### Goal
In the text below on the Silverbox experiments, which software was used to implement the standard NARX baseline?

I performed two experimentsFootnote 3: a 1-step ahead prediction error and a simulation error setting. I used ForneyLab.jl, with NLARX as a custom node, to run the message passing inference procedure [4]. I call the model above FEM-NLARX, for Nonlinear Latent Autoregressive model with eXogenous input using Free Energy Minimisation. I implemented two baselines: the first is NLARX without the nonlinearity (i.e. the nonlinear spring coefficient \({\mathrm b}= 0\)), dubbed FEM-LARX. The second is a standard NARX model, implemented using MATLAB’s System Identification Toolbox. I modelled the static nonlinearity with a sigmoid network of 4 units (in line with the 4 coefficients used by NLARX and LARX). Parameters were inferred offline using Prediction Error Minimisation. Hence, this baseline is called PEM-NARX.
I chose uninformative priors for the coefficients \(\theta \) and \(\eta \): Gaussians centred at 1 with precisions of 0.1. The authors of Silverbox indicate that the signal-to-noise ratio at measurement time was high [25]. I therefore chose informative priors for the noise parameters: \(a_{\xi }^0 = 1e8\) and \(a_{\gamma }^0 = 1e3\) (shape parameters) and \(b_{\xi }^0 = 1e3\) and \(b_{\gamma }^0 = 1e1\) (scale parameters).
4.1 1-Step Ahead Prediction Error
At each time-step in the validation data, the models were given the previous output signal \(y_{t-1}, y_{t-2}\) and the current input signal \(u_t\) and had to infer the current output \(y_t\). It is a relatively easy task, which is reflected in all three models’ performance. The top row in Fig. 4 shows the predictions of all three models in purple and their squared error with respect to the true output signal in black. The left column shows the offline NARX baseline (PEM-NARX), the middle column the linear online latent autoregressive baseline (FEM-LARX) and the right column the nonlinear online latent autoregressive model (FEM-NLARX). Note that the errors in the top row seem completely flat. The bottom row in the figure plots the errors on a log-scale. PEM-NARX has a mean squared error of 5.831e−5, FEM-LARX one of 5.945e−5 and FEM-NLARX one of 5.830e−5.

Point-based annotation data
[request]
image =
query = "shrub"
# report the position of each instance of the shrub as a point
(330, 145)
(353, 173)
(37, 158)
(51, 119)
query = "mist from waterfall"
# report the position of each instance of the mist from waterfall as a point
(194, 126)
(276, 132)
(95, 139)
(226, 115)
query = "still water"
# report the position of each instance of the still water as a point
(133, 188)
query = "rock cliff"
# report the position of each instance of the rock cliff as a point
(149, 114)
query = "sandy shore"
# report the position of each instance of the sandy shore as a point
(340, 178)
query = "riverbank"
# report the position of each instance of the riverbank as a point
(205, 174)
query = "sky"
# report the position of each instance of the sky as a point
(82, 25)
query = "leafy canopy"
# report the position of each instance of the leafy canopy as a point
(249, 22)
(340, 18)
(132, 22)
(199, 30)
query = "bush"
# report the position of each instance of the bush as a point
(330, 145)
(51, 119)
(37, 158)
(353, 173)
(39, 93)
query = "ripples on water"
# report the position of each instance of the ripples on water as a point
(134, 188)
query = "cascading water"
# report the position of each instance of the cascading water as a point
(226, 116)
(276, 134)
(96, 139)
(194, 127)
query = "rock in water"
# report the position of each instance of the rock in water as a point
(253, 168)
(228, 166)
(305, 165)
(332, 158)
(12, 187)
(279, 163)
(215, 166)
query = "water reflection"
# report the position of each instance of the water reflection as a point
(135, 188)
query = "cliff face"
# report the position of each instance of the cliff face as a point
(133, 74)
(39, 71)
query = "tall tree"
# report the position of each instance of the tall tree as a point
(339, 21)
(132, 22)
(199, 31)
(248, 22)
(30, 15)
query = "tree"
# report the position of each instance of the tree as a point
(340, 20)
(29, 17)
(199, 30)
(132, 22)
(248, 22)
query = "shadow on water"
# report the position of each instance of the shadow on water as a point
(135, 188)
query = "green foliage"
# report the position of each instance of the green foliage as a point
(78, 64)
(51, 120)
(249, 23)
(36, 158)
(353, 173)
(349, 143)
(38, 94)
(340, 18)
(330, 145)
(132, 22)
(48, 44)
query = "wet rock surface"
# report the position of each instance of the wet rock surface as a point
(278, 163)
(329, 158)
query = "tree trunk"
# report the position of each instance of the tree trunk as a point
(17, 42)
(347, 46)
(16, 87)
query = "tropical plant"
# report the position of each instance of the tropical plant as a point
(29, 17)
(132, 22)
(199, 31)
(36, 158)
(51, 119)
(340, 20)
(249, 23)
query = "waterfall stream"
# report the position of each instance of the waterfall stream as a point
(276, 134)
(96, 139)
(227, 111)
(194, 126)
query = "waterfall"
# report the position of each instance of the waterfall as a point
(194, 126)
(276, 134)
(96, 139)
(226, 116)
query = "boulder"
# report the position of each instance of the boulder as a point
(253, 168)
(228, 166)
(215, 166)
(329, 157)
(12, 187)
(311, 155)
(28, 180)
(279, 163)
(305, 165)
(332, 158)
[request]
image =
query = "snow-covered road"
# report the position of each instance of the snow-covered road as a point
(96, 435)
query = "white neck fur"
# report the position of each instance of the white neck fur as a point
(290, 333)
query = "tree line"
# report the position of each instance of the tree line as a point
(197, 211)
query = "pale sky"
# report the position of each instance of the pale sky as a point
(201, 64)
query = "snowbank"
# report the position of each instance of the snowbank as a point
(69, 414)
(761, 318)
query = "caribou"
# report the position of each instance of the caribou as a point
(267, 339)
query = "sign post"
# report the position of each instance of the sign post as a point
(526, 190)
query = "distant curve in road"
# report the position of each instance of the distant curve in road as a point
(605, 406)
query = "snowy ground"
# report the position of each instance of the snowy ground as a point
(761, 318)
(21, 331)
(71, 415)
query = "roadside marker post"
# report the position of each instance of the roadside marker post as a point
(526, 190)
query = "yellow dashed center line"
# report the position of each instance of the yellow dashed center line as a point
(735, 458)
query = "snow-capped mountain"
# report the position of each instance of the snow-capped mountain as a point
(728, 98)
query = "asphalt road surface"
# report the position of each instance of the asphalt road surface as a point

### Response to the exercise
MATLAB's System Identification Toolbox.